**Goal of the exercise**
Can you rewrite the records below with every "Objective" changed to "Goal" and nothing else altered?

══════

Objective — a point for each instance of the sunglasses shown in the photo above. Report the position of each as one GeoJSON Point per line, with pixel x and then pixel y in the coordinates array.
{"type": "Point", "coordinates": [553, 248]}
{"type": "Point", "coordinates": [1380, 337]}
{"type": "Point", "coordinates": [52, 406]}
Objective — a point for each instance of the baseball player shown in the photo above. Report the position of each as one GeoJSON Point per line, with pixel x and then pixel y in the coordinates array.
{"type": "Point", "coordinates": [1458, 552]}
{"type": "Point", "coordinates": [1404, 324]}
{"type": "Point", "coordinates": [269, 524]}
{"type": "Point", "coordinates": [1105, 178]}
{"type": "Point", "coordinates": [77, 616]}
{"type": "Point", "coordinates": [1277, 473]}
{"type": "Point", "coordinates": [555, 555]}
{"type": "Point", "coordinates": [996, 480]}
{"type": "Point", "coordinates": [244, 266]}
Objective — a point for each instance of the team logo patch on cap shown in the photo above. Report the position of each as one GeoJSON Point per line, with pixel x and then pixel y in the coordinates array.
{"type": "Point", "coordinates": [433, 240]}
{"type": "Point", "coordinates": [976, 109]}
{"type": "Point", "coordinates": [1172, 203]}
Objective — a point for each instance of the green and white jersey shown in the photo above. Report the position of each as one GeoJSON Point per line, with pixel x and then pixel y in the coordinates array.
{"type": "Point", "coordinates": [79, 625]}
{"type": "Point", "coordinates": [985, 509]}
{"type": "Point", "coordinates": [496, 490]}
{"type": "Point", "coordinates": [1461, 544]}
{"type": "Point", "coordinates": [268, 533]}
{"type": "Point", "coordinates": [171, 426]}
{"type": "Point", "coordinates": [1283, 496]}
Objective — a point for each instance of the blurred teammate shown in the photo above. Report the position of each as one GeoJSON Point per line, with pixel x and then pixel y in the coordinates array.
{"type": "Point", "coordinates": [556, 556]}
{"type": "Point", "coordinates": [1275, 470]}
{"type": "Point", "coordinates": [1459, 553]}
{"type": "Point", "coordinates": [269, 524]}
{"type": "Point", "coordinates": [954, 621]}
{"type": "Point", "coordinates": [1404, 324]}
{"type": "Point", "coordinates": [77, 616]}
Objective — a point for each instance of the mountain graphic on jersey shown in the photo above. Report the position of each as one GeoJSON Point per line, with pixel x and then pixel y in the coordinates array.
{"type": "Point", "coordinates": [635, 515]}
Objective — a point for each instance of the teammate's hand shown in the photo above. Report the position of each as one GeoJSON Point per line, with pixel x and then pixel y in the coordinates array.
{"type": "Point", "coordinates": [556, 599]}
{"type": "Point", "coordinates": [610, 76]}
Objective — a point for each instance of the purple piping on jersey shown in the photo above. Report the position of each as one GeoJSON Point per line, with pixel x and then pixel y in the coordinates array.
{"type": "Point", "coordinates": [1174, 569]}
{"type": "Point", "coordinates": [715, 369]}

══════

**Written answer**
Goal — a point for each instance of the sunglasses shown in the photo above. Report the position of each as one GeoJSON Point per line, with pixel x and then pixel y in the coordinates array.
{"type": "Point", "coordinates": [553, 248]}
{"type": "Point", "coordinates": [1380, 337]}
{"type": "Point", "coordinates": [52, 406]}
Goal — a point for each instance of the baseball player shown in the photo above. Report the position of each as one GeoJSON Point per line, with pixel x and then pixel y in the coordinates array.
{"type": "Point", "coordinates": [1458, 552]}
{"type": "Point", "coordinates": [1404, 324]}
{"type": "Point", "coordinates": [269, 524]}
{"type": "Point", "coordinates": [1105, 178]}
{"type": "Point", "coordinates": [77, 616]}
{"type": "Point", "coordinates": [1277, 473]}
{"type": "Point", "coordinates": [555, 555]}
{"type": "Point", "coordinates": [996, 480]}
{"type": "Point", "coordinates": [244, 266]}
Goal — a point for each instance of the team logo patch on cap shown in the photo above. Report the position of each as one GeoJSON Point per line, with pixel x and then pixel y in the coordinates array.
{"type": "Point", "coordinates": [433, 240]}
{"type": "Point", "coordinates": [976, 109]}
{"type": "Point", "coordinates": [1172, 203]}
Goal — a point for each instance of the green and white jersey shown in the photo above. Report the position of each as one GeoJSON Point per line, with pixel x and then pixel y in the coordinates array.
{"type": "Point", "coordinates": [79, 625]}
{"type": "Point", "coordinates": [985, 509]}
{"type": "Point", "coordinates": [496, 490]}
{"type": "Point", "coordinates": [1461, 544]}
{"type": "Point", "coordinates": [268, 533]}
{"type": "Point", "coordinates": [171, 426]}
{"type": "Point", "coordinates": [1283, 496]}
Goal — a point for each instance of the blurred teammate shown in the photo above. Report the position of each as one GeoJSON Point per line, with pixel x and then pixel y in the coordinates array.
{"type": "Point", "coordinates": [556, 556]}
{"type": "Point", "coordinates": [1275, 470]}
{"type": "Point", "coordinates": [1459, 553]}
{"type": "Point", "coordinates": [269, 524]}
{"type": "Point", "coordinates": [954, 621]}
{"type": "Point", "coordinates": [1404, 324]}
{"type": "Point", "coordinates": [77, 616]}
Goal — a point for each instance of the mountain graphic on jersey shown in the photo above. Report the position of each as one GeoJSON Point per line, with pixel x and then pixel y in the coordinates array.
{"type": "Point", "coordinates": [635, 515]}
Goal — a point for each instance of the teammate's hand shown in the photo above. Report the position of each as one GeoJSON Point per line, with pixel x and then pixel y in the coordinates array.
{"type": "Point", "coordinates": [556, 599]}
{"type": "Point", "coordinates": [610, 76]}
Goal — a point for each instance of the purple piping on jersey shown in the photo above. Report the position of each as one GeoJSON Point per line, with pixel x and then pixel y in the coordinates array.
{"type": "Point", "coordinates": [1174, 569]}
{"type": "Point", "coordinates": [715, 369]}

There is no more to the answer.